▶ _Task prompt_
From the libertarianism discussion, extract everything from "You’re a fool, Quicktown." down to "rely on charity.", word for word.
[Opening Provided text section]
Our realities don't overlap, but I enjoyed the debate nonetheless.
I most certainly did.
I'm not "defining" anything. I am stating a fact: there is no absolute, objective "right" and "wrong" policy because that depends on moral values. So you need to define your moral values before you engage in policy arguments.
I am not "defining" correctness, I am reminding you who decides correctness in our society.
I have no idea what your view of the utility of drug legalization is. That's the problem: you assume that everybody has the same utility function as you.
I didn't "define" what you read, I stated a fact: by definition, the articles and books you read were written by intellectuals and academics.
You don't live in reality. You live in progressive fantasy land.
And we didn't have a debate. Having a debate with someone requires that the other person can at least distinguish definitions, premises, facts, and inferences. You are obviously incapable of that.
You're hilarious. I hope it's intentional. You had me going.
You’re a fool, Quicktown.
Real libertarians favor prohibition.
Real libertarians don't make progressive arguments against prohibition.
Real libertarians say "legalizing drugs is a matter of individual liberty; I don't care whether it increases crime or leads to more drug deaths".
I disagree, but I understand your point. So granting your definition of libertarianism: Can't a real libertarian try to convince others why their ideas are superior and should be enacted without limiting themselves to the individual liberty argument?
If you don't agree on a set of values, how are you going to define utility?
I mean, even when it comes to drug legalization, the libertarian position is that you should be free to take drugs and you should face the consequences yourself and at most have to rely on charity.
The progressive position on drug legalization is that you should be free to take drugs, but that drug use should be heavily taxed in order to discourage it, and that there should be huge government support and healthcare systems to deal with the consequences of drug use.
When an actual libertarian and a progressive talk about "drug legalization", they don't even talk about the same thing.
I see. So libertarians don't care what effects our policies have on humanity. Why did we become libertarians, then?
That is correct. Real libertarians don't think in terms of collectivist concepts like "effect on humanity", they think in terms of individual liberties, personal responsibility, and personal consequences.
Who is this "we" you are speaking of? I don't think you are a libertarian.
You might be finally reaching the point where you leave libertarianism, as I did, because of the very question you ask.
Any that’s why you now favor progressive policies like drug legalization combined with a huge social welfare state. That’s for admitting it, right?
[Closing Provided text section]
[Opening Raw data section]
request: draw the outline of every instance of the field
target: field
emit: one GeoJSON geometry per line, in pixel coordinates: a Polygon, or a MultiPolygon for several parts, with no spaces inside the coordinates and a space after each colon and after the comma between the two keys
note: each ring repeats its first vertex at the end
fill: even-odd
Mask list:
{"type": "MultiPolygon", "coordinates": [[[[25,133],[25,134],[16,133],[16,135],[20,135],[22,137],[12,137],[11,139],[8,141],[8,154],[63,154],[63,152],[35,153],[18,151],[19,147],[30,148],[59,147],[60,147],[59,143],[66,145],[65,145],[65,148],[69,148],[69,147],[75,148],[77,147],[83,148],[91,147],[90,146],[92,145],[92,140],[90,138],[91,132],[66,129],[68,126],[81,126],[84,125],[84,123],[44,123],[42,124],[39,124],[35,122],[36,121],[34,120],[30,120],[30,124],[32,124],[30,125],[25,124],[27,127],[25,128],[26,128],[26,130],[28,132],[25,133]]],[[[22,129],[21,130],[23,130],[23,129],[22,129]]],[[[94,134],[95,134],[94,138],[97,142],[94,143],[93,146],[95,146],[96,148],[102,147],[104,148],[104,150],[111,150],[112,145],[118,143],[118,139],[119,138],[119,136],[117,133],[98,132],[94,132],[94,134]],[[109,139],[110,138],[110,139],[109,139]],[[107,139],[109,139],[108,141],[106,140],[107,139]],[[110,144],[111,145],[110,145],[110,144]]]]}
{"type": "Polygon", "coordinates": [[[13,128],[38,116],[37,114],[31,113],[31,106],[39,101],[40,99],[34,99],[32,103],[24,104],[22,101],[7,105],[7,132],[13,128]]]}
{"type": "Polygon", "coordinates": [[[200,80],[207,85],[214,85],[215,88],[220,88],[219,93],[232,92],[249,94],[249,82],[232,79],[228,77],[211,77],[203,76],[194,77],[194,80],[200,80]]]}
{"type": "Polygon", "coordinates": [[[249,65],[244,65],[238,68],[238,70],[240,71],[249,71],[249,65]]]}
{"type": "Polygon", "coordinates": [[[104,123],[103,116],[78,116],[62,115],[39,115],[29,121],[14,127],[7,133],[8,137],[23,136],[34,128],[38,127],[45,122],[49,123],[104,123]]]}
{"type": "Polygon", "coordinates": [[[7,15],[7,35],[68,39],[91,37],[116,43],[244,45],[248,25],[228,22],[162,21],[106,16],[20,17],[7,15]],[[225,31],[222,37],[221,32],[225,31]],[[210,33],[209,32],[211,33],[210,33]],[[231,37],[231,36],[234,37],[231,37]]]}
[Closing Raw data section]
▶ _Solution for this exercise_
You’re a fool, Quicktown.
Real libertarians favor prohibition.
Real libertarians don't make progressive arguments against prohibition.
Real libertarians say "legalizing drugs is a matter of individual liberty; I don't care whether it increases crime or leads to more drug deaths".
I disagree, but I understand your point. So granting your definition of libertarianism: Can't a real libertarian try to convince others why their ideas are superior and should be enacted without limiting themselves to the individual liberty argument?
If you don't agree on a set of values, how are you going to define utility?
I mean, even when it comes to drug legalization, the libertarian position is that you should be free to take drugs and you should face the consequences yourself and at most have to rely on charity.